▶ Task brief
Find where "Query: chimney" occurs in the data below, and retype that line and every later line exactly.

[Information provided — start]

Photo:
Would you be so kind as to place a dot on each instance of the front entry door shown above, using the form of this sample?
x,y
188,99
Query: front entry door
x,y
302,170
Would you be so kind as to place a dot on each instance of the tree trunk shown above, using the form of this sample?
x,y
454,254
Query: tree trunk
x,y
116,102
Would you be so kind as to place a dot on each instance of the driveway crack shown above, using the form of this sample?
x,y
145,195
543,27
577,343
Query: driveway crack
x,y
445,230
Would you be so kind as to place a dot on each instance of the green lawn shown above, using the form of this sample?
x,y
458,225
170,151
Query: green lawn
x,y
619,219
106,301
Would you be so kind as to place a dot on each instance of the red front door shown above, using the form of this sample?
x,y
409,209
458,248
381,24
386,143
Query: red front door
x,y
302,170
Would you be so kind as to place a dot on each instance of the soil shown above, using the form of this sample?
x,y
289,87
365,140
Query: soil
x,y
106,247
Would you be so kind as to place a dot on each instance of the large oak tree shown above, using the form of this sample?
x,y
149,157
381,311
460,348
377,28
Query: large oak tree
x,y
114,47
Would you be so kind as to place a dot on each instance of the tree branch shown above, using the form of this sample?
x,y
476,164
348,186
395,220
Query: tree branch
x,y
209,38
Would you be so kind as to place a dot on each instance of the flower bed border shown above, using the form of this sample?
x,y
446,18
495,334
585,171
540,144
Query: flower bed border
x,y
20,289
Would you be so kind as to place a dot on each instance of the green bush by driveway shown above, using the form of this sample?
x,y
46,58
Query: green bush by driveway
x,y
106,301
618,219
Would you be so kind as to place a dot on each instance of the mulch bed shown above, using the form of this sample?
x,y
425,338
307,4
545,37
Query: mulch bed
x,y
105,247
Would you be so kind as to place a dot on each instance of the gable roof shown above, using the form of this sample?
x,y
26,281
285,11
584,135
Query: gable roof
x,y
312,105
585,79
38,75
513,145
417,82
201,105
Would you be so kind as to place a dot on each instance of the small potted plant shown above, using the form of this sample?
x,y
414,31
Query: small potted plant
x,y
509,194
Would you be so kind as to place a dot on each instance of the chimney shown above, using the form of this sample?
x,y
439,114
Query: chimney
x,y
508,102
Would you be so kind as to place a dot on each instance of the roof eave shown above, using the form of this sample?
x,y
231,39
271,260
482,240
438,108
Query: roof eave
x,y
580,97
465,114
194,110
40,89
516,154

[Information provided — finish]

▶ Completed task
Query: chimney
x,y
508,102
Would you be so kind as to place a dot on each instance of the roof eave shown above, using the form of this sample?
x,y
231,39
271,260
482,240
438,108
Query: roof eave
x,y
580,97
465,114
194,110
40,89
516,154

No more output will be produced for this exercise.